NOTE 7    LAWSUITS, CLAIMS, COMMITMENTS AND CONTINGENCIES

 

We, or certain of our subsidiaries, are involved, in the normal course of business, in lawsuits, environmental and other claims and other contingencies that seek, among other things, compensation for alleged personal injury, breach of contract, property damage or other losses, punitive damages, civil penalties, or injunctive or declaratory relief.

 

On April 21, 2016, a purported class action was filed against us in the United States District Court for the Southern District of New York on behalf of all beneficial owners of our unsecured notes from November 12, 2015 to the present.  The complaint alleges that our December 2015 debt exchange excluded non-qualified institutional holders in violation of the Trust Indenture Act of 1939 and related law and, thereby, impaired their rights to receive principal and interest payments.  The purported class action seeks declaratory relief that the debt exchange and the liens securing the new notes are null and void and that the debt exchange resulted in a default.  The plaintiff also seeks monetary damages and attorneys’ fees.  We plan to vigorously defend against the claims made by the plaintiff.

———

TASK DESCRIPTION
Copy word for word the part of the lawsuits and contingencies note that opens with the words containing "On April 21, 2016, a" and closes with "by the plaintiff.".

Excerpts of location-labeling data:

———

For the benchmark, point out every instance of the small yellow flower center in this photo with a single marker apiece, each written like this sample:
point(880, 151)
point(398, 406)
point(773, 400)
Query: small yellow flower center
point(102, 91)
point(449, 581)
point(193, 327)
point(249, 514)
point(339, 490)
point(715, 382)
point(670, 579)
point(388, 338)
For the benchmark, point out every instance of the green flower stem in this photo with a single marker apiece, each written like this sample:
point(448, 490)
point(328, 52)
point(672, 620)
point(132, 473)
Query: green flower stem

———

OUTPUT FOR THIS EXERCISE
On April 21, 2016, a purported class action was filed against us in the United States District Court for the Southern District of New York on behalf of all beneficial owners of our unsecured notes from November 12, 2015 to the present.  The complaint alleges that our December 2015 debt exchange excluded non-qualified institutional holders in violation of the Trust Indenture Act of 1939 and related law and, thereby, impaired their rights to receive principal and interest payments.  The purported class action seeks declaratory relief that the debt exchange and the liens securing the new notes are null and void and that the debt exchange resulted in a default.  The plaintiff also seeks monetary damages and attorneys’ fees.  We plan to vigorously defend against the claims made by the plaintiff.